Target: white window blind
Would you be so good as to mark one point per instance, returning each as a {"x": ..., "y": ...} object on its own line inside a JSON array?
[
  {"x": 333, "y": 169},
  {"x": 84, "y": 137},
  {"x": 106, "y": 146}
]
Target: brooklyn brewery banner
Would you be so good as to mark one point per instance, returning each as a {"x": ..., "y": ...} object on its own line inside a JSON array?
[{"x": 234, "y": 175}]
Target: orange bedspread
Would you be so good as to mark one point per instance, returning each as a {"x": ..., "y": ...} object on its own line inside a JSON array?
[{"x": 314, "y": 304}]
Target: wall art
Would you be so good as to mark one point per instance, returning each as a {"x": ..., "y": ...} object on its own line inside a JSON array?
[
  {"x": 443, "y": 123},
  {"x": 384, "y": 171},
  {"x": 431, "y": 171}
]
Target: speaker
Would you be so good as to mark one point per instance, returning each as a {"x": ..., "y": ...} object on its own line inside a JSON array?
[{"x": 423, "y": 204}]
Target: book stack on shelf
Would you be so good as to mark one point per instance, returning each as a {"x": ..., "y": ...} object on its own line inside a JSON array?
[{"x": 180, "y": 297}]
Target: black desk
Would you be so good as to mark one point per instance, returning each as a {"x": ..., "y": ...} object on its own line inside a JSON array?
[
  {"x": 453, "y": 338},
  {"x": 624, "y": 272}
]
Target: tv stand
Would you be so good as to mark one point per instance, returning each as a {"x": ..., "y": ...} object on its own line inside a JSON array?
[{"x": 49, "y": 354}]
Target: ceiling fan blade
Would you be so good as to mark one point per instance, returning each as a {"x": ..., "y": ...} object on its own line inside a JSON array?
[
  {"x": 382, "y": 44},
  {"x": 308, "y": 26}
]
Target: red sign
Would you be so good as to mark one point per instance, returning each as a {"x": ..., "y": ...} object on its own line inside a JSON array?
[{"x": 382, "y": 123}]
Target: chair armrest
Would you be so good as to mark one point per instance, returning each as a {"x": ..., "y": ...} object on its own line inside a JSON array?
▬▬▬
[What is expected] Output every line above as a JSON list of strings, one string per line, leaving out any blank lines.

[Task response]
[
  "Target: white window blind",
  "Would you be so good as to mark one point per instance, returning each as a {\"x\": ..., \"y\": ...} object on its own line inside a JSON array?",
  "[",
  "  {\"x\": 333, \"y\": 169},",
  "  {\"x\": 84, \"y\": 137},",
  "  {\"x\": 106, \"y\": 146}",
  "]",
  "Target: brooklyn brewery banner",
  "Would you be so good as to mark one point per instance, returning each as a {\"x\": ..., \"y\": ...} object on its own line inside a JSON array?",
  "[{\"x\": 234, \"y\": 175}]",
  "Target: orange bedspread",
  "Would you be so good as to mark one point per instance, returning each as a {\"x\": ..., \"y\": ...} object on its own line inside a JSON array?",
  "[{\"x\": 314, \"y\": 304}]",
  "Target: wall art",
  "Would you be so good as to mark one point per instance, returning each as a {\"x\": ..., \"y\": ...} object on its own line inside a JSON array?",
  "[",
  "  {\"x\": 443, \"y\": 123},",
  "  {\"x\": 384, \"y\": 171},",
  "  {\"x\": 431, \"y\": 171}",
  "]",
  "Target: speaker",
  "Would you be so good as to mark one point per instance, returning each as a {\"x\": ..., \"y\": ...} object on its own line inside a JSON array?",
  "[{\"x\": 423, \"y\": 204}]",
  "Target: book stack on shelf",
  "Would you be so good as to mark one point per instance, returning each as a {\"x\": ..., \"y\": ...} object on its own line inside a JSON array?",
  "[{\"x\": 180, \"y\": 297}]",
  "Target: black desk",
  "Would you be so good as to mark one point per instance, returning each as a {\"x\": ..., \"y\": ...} object on its own line inside a JSON array?",
  "[",
  "  {\"x\": 453, \"y\": 338},",
  "  {\"x\": 624, \"y\": 272}",
  "]",
  "Target: tv stand",
  "Would you be so good as to mark one point per instance, returning each as a {\"x\": ..., \"y\": ...} object on its own line inside a JSON array?",
  "[{\"x\": 49, \"y\": 354}]",
  "Target: ceiling fan blade",
  "Would you be so good as to mark one point per instance, returning each as a {\"x\": ..., \"y\": ...} object on its own line inside a JSON array?",
  "[",
  "  {\"x\": 382, \"y\": 44},",
  "  {\"x\": 308, \"y\": 26}",
  "]",
  "Target: red sign",
  "Would you be so good as to mark one point per instance, returning each as a {\"x\": ..., \"y\": ...} object on its own line inside a JSON array?",
  "[{\"x\": 382, \"y\": 123}]",
  "Target: chair armrest",
  "Would you be so good as to mark one point per instance, returning each as a {\"x\": ..., \"y\": ...} object on its own line inside a JSON array?"
]